━━━ Data rows ━━━
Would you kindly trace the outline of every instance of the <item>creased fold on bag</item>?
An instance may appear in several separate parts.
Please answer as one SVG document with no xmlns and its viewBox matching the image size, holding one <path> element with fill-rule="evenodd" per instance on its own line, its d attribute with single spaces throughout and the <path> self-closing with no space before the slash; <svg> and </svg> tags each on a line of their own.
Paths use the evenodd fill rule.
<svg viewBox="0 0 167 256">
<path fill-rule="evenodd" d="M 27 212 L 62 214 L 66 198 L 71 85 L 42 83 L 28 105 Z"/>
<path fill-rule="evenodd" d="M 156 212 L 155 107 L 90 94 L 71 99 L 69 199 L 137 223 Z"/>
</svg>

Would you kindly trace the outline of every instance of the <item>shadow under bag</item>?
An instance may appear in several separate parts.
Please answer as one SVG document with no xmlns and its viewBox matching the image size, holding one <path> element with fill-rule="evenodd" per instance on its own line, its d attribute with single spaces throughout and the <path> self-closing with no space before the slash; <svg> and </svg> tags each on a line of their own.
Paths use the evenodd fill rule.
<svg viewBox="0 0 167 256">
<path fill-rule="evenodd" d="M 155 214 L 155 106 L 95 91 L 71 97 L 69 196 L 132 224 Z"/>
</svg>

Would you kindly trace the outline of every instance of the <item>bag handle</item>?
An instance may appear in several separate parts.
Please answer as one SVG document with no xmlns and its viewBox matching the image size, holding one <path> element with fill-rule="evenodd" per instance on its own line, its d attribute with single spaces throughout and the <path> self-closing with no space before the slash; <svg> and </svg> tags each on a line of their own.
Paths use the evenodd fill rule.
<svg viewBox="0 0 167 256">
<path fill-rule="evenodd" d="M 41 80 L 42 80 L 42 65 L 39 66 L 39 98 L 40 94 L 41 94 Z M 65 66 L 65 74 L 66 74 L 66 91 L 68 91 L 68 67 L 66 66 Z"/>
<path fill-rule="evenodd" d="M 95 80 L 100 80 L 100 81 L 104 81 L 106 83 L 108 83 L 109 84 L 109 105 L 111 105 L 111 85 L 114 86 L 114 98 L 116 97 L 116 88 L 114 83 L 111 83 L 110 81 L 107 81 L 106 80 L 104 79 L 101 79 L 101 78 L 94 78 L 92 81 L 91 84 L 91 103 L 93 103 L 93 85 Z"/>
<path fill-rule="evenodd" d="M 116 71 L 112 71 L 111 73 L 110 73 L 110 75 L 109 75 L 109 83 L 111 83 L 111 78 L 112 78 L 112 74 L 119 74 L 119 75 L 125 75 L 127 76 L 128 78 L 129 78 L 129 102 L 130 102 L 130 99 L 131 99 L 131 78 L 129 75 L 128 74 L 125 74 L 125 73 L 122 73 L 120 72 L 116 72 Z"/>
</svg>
━━━
Rewrite the rows starting at the line that has "the <item>bag handle</item>?" and ending after the line that has "41 80 L 42 80", swapping "kindly" for "please" and leaving everything else as it is.

* _Task result_
Would you please trace the outline of every instance of the <item>bag handle</item>?
An instance may appear in several separate parts.
Please answer as one SVG document with no xmlns and its viewBox matching the image size, holding one <path> element with fill-rule="evenodd" per instance on its own line, its d attribute with single spaces throughout and the <path> self-closing with no space before the slash; <svg> and </svg> tags each on a line of their own.
Paths use the evenodd fill rule.
<svg viewBox="0 0 167 256">
<path fill-rule="evenodd" d="M 41 80 L 42 80 L 42 65 L 39 66 L 39 98 L 40 94 L 41 94 Z M 65 66 L 65 74 L 66 74 L 66 91 L 68 91 L 68 67 L 66 66 Z"/>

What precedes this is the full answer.